[TO DO]
Locate the line that contains "Target: hedge-lined boundary" in the entries below, then repeat it and every following line through the line that contains "Target: dormer window", exactly, and no others.

[DATA FOR PROCESSING]
▶

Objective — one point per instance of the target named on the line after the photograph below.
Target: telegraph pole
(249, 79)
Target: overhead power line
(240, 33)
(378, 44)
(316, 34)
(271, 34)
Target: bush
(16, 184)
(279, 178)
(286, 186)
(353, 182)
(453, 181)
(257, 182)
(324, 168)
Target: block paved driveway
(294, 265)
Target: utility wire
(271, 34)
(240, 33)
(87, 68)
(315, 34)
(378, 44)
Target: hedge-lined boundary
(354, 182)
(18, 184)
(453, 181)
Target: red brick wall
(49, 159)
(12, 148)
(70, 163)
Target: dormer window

◀
▶

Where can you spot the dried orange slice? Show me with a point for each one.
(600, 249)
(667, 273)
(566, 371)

◀

[EXERCISE RESULT]
Target: hedge-lined boundary
(354, 182)
(18, 184)
(453, 181)
Target: red brick wall
(49, 159)
(12, 148)
(70, 163)
Target: dormer window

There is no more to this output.